* [Page extract]:
The Securities and Exchange Board of India (Sebi) is deliberating on ways to grant promoters a say in the price offered to shareholders of companies headed for delisting.
Until now, shareholders have more heft in deciding the price at which shares should be tendered. But, promoters may now be given an option to provide a counter offer, and quote a price that may be lower than the price discovered during the delisting process, said sources in the know. This is one of the two proposals discussed by the Sebi-appointed Primary Market Advisory Committee a few days ago.
A delisting announcement often leads to a rally in the stock prices of companies. According to experts, delisting happens at a 30-40 per cent premium to the current market price of the firm. So, after a delisting is announced, investors buy stocks mainly on hopes that the stock price will surge.
Under the reverse book-building process, shareholders have an option to bid at a price higher than the floor price. The final price is one at which promoters' holding reaches the threshold of 90 per cent. There is no specific formula to arrive at a discovered price, and it often happens that a small group of shareholders come together and ask for a price that is significantly higher than the floor price.
"In the past, we saw many delisting offers could not reach the desired results because the final prices were high and not acceptable to the promoters. In such a scenario, allowing promoters to make a counter offer would be a welcome," said Anjali Aggarwal, partner & head, capital market services, Corporate Professionals Capital.
In the past three years, only 21 companies have tapped the market to voluntarily delist their shares, the Prime Database data reveals. Of these, 16 have successfully delisted, with Polaris Consulting & Services and Claris Lifesciences the two notable names delisting this year.
Several multinational players which wanted to delist their shares in 2012, backed off and opted for stake sales instead. AstraZeneca Pharma India, for instance, decided to reduce its promoter shareholding to 75 per cent in March 2013 to comply with the Sebi requirement of minimum public shareholding after unsuccessful attempts at delisting its shares from the bourses.
It is not yet clear what percentage of shareholders will be required to accept promoters' counter offer for the delisting to go through if the new proposals are accepted. According to sources, this number could be pegged at 75 per cent.
"There might be certain technical or procedural issues that may need to be ironed out. Also, it remains to be seen if the shareholders who had earlier not participated in the delisting offer get a chance to bid under the counter offer," said Aggarwal.
Voluntary delisting can occur if a promoter holding exceeds 90 per cent in the company or if a promoter buys at least 50 per cent of the remaining public shareholding - whichever is higher.
Sebi is also reportedly planning to set price bands for the delisting process to ensure the share price does not shoot well above the floor price.
What makes delisting difficult is the need to get the nod of two-thirds of shareholders through postal ballot, establishing an acceptable price through reverse book-building and increasing the holding to the required threshold.

(Records in a dataset)
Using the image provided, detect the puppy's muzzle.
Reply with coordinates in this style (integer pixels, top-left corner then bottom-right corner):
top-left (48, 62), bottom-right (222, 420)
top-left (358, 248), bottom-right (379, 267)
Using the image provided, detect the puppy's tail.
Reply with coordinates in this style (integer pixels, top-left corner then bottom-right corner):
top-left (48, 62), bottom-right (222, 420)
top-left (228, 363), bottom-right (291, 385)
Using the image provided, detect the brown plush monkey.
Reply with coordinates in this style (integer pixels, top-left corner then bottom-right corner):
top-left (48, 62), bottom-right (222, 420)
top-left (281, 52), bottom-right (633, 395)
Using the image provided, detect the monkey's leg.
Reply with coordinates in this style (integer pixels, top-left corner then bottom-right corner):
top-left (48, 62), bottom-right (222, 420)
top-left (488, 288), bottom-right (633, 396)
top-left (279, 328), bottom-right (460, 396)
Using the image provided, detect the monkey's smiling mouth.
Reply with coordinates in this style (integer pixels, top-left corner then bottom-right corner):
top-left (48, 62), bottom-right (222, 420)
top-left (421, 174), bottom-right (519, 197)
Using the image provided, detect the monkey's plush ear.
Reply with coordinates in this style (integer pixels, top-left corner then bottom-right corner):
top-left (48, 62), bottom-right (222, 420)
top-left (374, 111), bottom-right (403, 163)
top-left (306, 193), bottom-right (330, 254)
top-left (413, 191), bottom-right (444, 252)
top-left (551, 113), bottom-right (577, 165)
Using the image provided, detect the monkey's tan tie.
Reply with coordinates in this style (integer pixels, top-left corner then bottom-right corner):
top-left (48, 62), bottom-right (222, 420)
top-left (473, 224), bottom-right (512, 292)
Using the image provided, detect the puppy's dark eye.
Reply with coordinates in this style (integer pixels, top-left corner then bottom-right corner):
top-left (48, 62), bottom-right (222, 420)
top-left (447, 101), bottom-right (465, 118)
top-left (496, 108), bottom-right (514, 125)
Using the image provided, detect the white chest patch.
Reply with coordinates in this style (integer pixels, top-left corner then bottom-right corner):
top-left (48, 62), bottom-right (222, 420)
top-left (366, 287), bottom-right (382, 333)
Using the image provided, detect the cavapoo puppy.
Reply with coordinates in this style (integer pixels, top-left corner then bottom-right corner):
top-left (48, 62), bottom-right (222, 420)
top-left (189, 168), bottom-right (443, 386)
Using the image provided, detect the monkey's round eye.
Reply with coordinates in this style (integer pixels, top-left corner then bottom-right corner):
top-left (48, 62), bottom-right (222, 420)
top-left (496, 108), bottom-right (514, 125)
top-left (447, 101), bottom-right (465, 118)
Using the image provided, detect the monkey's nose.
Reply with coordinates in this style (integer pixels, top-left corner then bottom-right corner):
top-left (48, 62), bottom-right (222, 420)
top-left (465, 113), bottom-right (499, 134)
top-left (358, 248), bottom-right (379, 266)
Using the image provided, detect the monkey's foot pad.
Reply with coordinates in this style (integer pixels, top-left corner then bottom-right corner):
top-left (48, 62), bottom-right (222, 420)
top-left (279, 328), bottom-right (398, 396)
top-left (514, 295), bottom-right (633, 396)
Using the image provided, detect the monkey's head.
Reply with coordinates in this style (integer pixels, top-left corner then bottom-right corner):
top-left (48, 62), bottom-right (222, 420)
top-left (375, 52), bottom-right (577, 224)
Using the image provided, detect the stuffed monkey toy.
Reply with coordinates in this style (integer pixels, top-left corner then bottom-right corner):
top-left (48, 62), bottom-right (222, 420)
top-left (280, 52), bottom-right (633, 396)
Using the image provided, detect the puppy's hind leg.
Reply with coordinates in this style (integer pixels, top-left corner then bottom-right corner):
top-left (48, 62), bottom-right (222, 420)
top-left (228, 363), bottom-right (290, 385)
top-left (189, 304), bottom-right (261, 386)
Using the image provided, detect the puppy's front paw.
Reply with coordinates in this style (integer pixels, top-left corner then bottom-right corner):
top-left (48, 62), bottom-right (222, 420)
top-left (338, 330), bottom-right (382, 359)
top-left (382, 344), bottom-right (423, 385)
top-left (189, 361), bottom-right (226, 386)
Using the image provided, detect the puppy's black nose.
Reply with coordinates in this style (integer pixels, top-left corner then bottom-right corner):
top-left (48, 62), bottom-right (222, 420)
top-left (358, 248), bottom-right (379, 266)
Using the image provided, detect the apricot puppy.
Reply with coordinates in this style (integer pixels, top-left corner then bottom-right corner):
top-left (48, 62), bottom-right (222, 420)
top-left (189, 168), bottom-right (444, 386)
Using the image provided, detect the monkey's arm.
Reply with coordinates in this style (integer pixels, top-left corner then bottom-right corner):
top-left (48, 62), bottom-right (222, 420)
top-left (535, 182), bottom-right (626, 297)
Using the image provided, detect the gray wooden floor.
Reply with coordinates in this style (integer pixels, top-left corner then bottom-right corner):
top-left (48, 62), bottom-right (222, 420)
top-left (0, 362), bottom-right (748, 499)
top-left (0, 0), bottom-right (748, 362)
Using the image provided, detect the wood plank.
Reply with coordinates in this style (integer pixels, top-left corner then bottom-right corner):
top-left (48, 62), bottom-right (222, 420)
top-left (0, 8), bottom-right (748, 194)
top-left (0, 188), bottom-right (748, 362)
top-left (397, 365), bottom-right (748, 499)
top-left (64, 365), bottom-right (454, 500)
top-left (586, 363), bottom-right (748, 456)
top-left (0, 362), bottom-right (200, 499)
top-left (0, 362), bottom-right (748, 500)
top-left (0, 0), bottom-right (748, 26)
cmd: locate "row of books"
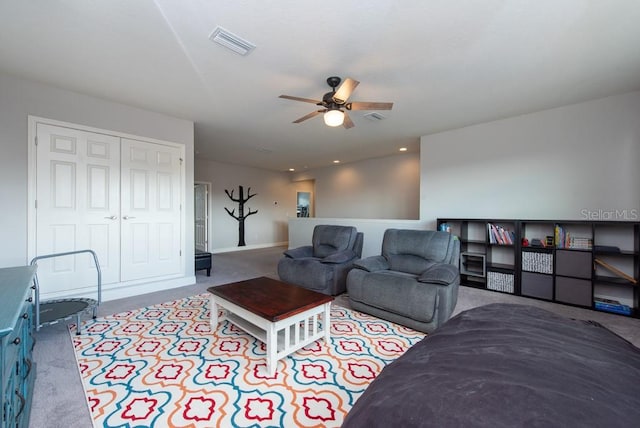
[553,224,593,250]
[593,297,631,315]
[487,223,516,245]
[522,251,553,274]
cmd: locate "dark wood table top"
[207,276,333,322]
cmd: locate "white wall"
[0,69,194,270]
[293,153,420,220]
[195,159,296,253]
[420,92,640,226]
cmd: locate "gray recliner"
[278,225,363,296]
[347,229,460,333]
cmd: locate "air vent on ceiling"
[364,111,386,122]
[209,27,256,56]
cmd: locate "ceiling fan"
[280,76,393,129]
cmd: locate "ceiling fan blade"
[346,102,393,110]
[293,110,326,123]
[278,95,322,104]
[333,77,360,104]
[342,111,355,129]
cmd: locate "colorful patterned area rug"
[70,294,424,428]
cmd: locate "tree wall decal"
[224,186,258,247]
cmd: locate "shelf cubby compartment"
[553,221,593,251]
[487,270,515,294]
[521,249,553,274]
[460,251,487,278]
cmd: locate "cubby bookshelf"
[437,218,640,318]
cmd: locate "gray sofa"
[278,225,364,296]
[347,229,460,333]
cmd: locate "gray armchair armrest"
[283,245,313,259]
[353,256,389,272]
[320,250,358,264]
[418,263,460,285]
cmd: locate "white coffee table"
[207,277,333,376]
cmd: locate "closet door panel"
[121,139,182,281]
[36,123,120,297]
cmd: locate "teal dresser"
[0,266,36,428]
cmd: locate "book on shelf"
[487,223,516,245]
[554,224,593,250]
[593,297,631,315]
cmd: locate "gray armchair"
[278,225,363,296]
[347,229,460,333]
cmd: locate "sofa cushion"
[283,245,313,259]
[353,256,389,272]
[382,229,454,275]
[348,269,438,322]
[278,257,334,291]
[418,263,459,285]
[312,225,357,259]
[320,250,358,263]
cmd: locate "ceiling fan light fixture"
[324,109,344,126]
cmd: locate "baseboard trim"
[211,241,289,254]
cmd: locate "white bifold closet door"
[36,123,120,294]
[121,138,181,281]
[36,123,182,297]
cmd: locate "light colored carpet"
[30,247,640,428]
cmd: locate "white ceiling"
[0,0,640,171]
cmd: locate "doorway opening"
[193,182,211,253]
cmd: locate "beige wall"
[0,73,194,275]
[420,92,640,224]
[293,153,420,220]
[195,159,296,253]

* [Prompt A]:
According to the delisting article, what share of shareholders might be required to accept a promoters' counter offer?
* [Prompt B]:
From the delisting article, copy the passage from "The Securities and" to "price will surge.".

* [Your solution A]:
75 percent, according to sources.

* [Your solution B]:
The Securities and Exchange Board of India (Sebi) is deliberating on ways to grant promoters a say in the price offered to shareholders of companies headed for delisting.
Until now, shareholders have more heft in deciding the price at which shares should be tendered. But, promoters may now be given an option to provide a counter offer, and quote a price that may be lower than the price discovered during the delisting process, said sources in the know. This is one of the two proposals discussed by the Sebi-appointed Primary Market Advisory Committee a few days ago.
A delisting announcement often leads to a rally in the stock prices of companies. According to experts, delisting happens at a 30-40 per cent premium to the current market price of the firm. So, after a delisting is announced, investors buy stocks mainly on hopes that the stock price will surge.